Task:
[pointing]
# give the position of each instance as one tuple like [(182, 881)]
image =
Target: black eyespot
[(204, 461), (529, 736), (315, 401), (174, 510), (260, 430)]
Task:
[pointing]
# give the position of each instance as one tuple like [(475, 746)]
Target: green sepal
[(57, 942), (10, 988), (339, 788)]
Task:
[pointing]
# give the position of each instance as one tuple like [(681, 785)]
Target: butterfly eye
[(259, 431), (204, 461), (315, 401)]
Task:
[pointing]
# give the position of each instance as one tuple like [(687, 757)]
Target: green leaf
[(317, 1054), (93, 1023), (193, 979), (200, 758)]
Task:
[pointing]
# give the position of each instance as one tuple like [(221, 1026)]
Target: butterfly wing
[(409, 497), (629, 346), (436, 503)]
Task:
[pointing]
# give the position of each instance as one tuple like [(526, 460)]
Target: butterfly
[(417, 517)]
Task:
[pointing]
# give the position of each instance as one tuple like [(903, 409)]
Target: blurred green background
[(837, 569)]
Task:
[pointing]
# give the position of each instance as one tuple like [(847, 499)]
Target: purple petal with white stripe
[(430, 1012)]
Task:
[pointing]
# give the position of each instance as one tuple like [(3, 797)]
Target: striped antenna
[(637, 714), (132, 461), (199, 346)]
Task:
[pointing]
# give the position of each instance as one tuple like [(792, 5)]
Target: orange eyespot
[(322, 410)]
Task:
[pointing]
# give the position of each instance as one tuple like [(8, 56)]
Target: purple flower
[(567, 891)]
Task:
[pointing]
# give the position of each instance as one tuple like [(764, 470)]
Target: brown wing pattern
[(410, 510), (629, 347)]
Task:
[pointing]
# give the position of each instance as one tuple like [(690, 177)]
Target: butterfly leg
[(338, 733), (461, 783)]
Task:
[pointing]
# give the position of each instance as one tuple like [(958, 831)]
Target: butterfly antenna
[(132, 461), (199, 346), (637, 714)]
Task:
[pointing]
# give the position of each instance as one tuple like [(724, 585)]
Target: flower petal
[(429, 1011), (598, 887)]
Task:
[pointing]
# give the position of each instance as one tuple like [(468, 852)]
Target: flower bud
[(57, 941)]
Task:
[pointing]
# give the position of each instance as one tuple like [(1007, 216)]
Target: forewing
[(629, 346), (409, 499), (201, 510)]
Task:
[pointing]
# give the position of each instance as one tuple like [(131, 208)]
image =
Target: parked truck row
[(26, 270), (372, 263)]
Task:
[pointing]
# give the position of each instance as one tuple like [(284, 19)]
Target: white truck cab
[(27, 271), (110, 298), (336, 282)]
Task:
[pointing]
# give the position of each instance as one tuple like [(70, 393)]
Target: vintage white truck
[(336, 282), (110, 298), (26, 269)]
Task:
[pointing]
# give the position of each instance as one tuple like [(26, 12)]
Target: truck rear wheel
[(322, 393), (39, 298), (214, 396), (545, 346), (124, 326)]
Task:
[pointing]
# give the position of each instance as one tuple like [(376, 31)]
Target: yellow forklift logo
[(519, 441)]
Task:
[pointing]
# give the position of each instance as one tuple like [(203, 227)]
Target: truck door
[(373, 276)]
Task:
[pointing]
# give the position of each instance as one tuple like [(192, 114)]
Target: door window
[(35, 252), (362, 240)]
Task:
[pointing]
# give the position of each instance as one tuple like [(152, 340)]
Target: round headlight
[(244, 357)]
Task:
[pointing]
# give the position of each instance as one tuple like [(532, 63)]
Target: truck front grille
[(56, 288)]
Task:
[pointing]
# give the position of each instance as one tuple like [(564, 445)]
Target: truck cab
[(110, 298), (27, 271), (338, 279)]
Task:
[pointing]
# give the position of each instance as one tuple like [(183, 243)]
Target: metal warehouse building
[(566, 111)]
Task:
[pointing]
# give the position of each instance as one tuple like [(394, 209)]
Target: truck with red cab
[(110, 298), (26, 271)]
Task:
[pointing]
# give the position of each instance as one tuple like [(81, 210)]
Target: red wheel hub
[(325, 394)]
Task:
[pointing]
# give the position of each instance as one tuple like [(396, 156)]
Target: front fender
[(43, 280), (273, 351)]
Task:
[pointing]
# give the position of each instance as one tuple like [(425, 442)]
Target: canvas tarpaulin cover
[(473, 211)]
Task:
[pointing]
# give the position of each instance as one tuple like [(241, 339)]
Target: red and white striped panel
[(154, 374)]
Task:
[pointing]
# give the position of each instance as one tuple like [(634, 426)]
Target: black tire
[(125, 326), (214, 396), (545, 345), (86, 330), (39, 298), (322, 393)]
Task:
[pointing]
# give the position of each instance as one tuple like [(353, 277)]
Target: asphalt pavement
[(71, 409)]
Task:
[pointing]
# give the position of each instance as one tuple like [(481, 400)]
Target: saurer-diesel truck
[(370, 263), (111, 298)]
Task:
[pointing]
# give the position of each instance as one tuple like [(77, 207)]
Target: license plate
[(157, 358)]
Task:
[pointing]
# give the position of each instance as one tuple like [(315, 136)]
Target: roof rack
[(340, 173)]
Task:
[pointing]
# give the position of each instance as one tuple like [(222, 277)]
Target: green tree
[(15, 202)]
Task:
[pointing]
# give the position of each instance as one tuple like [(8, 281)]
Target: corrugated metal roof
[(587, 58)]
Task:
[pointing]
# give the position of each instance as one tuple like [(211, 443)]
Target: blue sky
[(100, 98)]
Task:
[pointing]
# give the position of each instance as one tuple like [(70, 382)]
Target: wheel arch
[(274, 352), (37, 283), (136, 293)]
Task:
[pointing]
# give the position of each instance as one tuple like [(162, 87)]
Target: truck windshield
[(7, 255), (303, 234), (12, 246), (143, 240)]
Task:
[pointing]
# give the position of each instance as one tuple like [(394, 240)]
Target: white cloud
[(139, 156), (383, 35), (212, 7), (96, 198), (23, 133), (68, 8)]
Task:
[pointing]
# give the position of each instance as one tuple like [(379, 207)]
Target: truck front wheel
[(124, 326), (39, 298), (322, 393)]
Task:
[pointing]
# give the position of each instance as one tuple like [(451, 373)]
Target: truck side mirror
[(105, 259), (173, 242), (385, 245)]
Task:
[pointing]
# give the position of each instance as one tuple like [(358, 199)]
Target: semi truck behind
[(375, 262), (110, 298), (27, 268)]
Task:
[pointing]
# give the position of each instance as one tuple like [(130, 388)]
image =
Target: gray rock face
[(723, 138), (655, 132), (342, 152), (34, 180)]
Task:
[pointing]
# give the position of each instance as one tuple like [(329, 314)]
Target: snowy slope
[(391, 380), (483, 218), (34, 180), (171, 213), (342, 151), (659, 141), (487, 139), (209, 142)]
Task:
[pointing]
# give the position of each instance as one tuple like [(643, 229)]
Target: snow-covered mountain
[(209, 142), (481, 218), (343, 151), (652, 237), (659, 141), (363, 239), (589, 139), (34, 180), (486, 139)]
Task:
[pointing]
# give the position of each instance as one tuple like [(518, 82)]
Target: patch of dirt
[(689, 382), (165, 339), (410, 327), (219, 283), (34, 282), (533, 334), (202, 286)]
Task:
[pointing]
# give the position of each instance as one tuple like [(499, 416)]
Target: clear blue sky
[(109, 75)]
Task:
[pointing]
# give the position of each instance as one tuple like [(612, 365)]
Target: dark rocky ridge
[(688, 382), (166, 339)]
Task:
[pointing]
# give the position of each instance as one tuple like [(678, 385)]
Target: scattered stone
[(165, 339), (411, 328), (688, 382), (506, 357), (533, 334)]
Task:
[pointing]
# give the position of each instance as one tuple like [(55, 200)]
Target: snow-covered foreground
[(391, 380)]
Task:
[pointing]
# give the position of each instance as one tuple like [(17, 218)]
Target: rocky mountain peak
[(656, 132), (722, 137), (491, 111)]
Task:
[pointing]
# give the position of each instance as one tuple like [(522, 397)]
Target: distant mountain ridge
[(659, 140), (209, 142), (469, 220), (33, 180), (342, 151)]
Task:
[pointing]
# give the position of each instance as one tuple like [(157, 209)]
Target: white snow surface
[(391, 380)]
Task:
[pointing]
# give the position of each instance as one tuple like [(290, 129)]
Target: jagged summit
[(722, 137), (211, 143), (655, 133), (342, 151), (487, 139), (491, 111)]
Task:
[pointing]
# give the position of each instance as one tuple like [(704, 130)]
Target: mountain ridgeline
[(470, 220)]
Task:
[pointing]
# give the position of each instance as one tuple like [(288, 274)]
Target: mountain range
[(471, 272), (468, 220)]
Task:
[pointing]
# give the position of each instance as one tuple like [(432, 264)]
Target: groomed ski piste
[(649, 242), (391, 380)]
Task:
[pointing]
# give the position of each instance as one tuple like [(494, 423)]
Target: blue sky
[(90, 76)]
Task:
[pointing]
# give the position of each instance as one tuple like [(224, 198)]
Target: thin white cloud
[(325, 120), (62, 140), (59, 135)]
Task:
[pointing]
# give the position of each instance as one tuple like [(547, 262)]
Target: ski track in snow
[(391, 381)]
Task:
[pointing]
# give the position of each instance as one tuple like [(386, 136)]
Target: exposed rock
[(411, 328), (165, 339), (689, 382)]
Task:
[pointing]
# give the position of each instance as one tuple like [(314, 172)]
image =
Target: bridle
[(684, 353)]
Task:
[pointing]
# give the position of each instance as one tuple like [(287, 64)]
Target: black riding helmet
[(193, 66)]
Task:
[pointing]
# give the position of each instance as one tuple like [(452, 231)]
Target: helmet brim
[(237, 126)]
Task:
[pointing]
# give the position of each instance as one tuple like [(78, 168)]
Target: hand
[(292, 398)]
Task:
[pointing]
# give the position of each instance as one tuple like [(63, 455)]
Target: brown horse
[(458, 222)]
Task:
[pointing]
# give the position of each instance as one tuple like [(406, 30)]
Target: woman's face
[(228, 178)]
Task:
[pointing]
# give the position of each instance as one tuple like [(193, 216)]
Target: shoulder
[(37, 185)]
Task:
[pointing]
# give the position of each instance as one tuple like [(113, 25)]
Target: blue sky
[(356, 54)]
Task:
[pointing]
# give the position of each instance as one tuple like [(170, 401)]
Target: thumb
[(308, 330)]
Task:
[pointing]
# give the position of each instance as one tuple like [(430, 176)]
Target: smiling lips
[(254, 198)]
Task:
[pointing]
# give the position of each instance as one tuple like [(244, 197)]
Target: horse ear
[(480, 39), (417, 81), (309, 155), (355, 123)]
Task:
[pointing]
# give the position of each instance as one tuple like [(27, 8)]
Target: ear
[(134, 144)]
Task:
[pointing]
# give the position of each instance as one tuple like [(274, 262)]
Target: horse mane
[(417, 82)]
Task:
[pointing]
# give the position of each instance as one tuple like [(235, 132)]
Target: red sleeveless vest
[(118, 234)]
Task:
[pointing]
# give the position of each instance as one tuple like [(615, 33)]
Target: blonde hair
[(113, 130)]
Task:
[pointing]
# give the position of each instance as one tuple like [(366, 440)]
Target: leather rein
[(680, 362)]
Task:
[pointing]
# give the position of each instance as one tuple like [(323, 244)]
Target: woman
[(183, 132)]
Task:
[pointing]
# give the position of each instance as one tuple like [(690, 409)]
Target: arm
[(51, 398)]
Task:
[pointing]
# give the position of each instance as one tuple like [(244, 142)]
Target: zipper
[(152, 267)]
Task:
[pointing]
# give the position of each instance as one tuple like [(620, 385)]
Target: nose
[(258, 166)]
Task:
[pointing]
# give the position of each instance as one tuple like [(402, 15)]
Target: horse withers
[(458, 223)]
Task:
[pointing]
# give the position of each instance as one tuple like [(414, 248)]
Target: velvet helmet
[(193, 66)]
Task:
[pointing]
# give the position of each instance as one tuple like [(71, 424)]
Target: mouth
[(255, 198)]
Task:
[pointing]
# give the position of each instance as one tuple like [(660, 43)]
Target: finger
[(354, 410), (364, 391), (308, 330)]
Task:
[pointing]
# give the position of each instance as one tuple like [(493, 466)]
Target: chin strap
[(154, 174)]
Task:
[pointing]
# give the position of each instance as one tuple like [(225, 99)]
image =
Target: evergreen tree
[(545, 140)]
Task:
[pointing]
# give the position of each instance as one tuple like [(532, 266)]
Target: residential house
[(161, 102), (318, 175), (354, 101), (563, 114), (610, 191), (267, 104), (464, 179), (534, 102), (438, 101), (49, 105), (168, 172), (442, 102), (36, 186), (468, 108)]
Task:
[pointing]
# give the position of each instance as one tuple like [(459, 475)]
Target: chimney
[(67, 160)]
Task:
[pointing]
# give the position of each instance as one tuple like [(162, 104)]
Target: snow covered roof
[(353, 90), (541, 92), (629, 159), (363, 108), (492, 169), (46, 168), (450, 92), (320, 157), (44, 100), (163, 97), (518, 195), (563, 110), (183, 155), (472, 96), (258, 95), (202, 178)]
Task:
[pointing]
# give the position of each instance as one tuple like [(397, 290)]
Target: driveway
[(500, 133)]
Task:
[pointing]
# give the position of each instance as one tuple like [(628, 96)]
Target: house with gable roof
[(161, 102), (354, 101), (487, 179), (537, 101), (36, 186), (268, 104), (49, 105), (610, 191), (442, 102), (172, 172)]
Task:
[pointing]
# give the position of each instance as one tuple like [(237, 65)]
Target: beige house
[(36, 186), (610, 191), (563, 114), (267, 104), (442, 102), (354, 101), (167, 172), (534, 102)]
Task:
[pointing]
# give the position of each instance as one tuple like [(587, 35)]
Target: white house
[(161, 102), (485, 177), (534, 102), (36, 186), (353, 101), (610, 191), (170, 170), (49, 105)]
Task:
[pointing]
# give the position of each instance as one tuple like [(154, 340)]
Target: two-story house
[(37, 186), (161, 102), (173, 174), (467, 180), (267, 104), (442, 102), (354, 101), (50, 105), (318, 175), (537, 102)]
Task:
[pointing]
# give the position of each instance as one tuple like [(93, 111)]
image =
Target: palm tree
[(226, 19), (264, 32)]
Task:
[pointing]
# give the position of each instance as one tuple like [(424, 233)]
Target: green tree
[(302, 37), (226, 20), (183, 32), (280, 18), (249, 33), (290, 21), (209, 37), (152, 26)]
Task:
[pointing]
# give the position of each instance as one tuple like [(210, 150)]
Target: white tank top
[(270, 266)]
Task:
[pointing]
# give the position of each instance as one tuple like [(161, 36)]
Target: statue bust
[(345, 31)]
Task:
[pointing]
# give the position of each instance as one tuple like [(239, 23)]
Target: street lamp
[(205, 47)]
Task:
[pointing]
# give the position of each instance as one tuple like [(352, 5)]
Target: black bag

· · · ·

■ WHAT THE EXERCISE ASKS ■
Please extract the entries above without any changes, starting at their first line and ending at the line that contains "[(567, 891)]", including both of those lines.

■ RESPONSE TO THIS TASK ■
Task:
[pointing]
# give the position of each instance as one tuple like [(182, 881)]
image =
Target: black eyespot
[(204, 461), (529, 736), (315, 401), (174, 510), (260, 430)]
Task:
[pointing]
# give the position of each instance as one tuple like [(475, 746)]
Target: green sepal
[(57, 942), (10, 988), (339, 788)]
Task:
[pointing]
# give the position of each instance as one tuple like [(681, 785)]
Target: butterfly eye
[(259, 431), (204, 461), (315, 401)]
Task:
[pointing]
# give the position of each instance as one tuple like [(687, 757)]
Target: green leaf
[(317, 1054), (93, 1023), (193, 979), (200, 758)]
Task:
[pointing]
# give the position of each instance as one tuple like [(221, 1026)]
Target: butterfly wing
[(409, 497), (629, 346), (436, 503)]
Task:
[pointing]
# give the position of each instance as one tuple like [(526, 460)]
Target: butterfly
[(417, 517)]
Task:
[pointing]
# give the position of each instance as one tuple like [(903, 409)]
Target: blurred green background
[(837, 569)]
Task:
[pointing]
# give the position of each instance as one tuple like [(847, 499)]
Target: purple petal with white stripe
[(430, 1012)]
Task:
[pointing]
# give the position of each instance as one tuple like [(3, 797)]
Target: striped antenna
[(637, 714), (132, 461), (199, 346)]
Task:
[pointing]
# give the position of each instance as one tuple like [(792, 5)]
Target: orange eyespot
[(322, 410)]
Task:
[pointing]
# give the position of each instance as one tuple like [(8, 56)]
Target: purple flower
[(567, 891)]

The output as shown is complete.